Task prompt> Please give the lines from the one containing "trace blue sky, every instance" through the one containing "[[[61,305],[61,351],[67,364],[127,360],[127,313]]]" as a JSON list of strings, one string per line, with blank lines left out.

Provided data>
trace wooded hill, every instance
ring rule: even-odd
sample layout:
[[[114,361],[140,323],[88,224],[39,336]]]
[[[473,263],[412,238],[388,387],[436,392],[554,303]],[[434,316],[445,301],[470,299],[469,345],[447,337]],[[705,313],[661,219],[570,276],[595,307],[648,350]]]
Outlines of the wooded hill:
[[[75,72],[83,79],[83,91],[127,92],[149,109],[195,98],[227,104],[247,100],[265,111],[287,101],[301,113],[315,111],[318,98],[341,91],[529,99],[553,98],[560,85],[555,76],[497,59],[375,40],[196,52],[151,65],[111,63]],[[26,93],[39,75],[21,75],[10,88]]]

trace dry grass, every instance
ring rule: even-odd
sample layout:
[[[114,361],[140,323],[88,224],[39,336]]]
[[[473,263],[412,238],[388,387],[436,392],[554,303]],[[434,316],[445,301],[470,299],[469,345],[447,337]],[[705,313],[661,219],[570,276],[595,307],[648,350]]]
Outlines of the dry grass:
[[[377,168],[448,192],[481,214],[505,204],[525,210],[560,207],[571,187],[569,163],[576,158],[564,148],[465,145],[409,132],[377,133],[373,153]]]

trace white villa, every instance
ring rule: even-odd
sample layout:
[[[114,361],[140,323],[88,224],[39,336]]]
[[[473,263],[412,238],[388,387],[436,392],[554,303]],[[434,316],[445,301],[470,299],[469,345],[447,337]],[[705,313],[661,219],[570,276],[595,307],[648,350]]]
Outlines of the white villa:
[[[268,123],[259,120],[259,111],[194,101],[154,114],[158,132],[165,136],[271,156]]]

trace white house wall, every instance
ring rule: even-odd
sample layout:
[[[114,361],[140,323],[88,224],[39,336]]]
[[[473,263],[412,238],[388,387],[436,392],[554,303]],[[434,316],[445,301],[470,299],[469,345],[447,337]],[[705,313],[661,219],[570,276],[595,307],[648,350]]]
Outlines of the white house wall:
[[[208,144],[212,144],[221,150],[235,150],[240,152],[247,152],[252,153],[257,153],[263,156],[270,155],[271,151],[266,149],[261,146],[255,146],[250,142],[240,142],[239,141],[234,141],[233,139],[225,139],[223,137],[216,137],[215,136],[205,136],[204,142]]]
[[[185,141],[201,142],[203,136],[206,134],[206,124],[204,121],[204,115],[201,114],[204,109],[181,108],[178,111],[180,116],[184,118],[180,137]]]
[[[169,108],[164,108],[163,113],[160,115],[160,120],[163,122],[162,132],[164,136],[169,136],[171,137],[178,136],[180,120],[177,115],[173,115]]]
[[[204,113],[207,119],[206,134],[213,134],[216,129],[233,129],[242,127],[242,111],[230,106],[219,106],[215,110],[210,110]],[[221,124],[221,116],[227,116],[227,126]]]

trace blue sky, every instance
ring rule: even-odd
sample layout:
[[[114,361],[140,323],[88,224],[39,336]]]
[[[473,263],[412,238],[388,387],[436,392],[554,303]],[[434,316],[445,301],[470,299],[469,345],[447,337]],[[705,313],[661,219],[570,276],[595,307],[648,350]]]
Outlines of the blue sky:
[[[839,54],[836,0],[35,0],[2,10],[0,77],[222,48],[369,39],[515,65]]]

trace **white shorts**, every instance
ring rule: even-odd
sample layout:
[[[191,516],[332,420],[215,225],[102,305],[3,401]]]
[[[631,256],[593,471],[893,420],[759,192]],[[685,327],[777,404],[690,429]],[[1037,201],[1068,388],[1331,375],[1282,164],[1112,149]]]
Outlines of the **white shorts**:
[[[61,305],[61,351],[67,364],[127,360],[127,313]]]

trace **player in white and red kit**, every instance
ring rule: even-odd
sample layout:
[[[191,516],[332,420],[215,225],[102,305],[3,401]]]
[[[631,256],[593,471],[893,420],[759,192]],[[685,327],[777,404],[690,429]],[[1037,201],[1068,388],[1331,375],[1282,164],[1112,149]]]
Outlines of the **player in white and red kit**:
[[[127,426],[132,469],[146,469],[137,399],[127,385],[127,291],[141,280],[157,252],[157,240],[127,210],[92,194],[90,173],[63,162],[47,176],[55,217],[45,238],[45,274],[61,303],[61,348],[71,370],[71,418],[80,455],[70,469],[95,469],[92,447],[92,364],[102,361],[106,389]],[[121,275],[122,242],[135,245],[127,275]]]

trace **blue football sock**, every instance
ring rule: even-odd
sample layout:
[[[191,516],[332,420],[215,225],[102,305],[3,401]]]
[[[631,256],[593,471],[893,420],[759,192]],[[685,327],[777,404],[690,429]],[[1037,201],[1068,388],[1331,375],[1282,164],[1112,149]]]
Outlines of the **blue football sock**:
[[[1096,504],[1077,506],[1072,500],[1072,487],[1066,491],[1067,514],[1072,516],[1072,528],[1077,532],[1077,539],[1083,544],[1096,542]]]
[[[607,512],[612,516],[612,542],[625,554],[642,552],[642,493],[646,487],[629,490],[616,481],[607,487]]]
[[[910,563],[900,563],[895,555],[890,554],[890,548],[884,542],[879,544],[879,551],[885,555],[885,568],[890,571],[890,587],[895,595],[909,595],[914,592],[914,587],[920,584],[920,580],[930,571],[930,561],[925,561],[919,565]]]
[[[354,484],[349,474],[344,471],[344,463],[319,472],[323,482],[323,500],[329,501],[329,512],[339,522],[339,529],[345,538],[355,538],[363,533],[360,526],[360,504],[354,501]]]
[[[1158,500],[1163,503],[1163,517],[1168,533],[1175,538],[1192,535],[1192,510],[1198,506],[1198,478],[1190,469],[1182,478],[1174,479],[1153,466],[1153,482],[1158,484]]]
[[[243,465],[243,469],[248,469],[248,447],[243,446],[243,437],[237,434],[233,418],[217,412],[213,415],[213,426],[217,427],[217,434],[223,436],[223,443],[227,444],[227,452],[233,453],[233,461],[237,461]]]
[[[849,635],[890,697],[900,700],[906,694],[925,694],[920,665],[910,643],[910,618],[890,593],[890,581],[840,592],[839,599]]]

In response>
[
  "trace blue sky, every instance",
  "ring rule: even-odd",
  "sample layout:",
  "[[[114,361],[140,323],[88,224],[39,336]]]",
  "[[[473,263],[412,238],[388,387],[436,392],[554,303]],[[434,316],[445,301],[470,299],[469,345],[447,337]],[[705,313],[661,219],[570,276],[595,307],[648,350]]]",
  "Outlines of the blue sky:",
  "[[[839,54],[836,0],[35,0],[2,10],[0,77],[222,48],[369,39],[515,65]]]",
  "trace **white shorts**, every instance",
  "ring rule: even-odd",
  "sample layout:",
  "[[[191,516],[332,420],[215,225],[102,305],[3,401]]]",
  "[[[631,256],[593,471],[893,420],[759,192]],[[685,327],[777,404],[690,429]],[[1037,201],[1068,388],[1331,375],[1282,164],[1112,149]]]",
  "Outlines of the **white shorts**:",
  "[[[61,305],[61,351],[67,364],[127,360],[127,313]]]"
]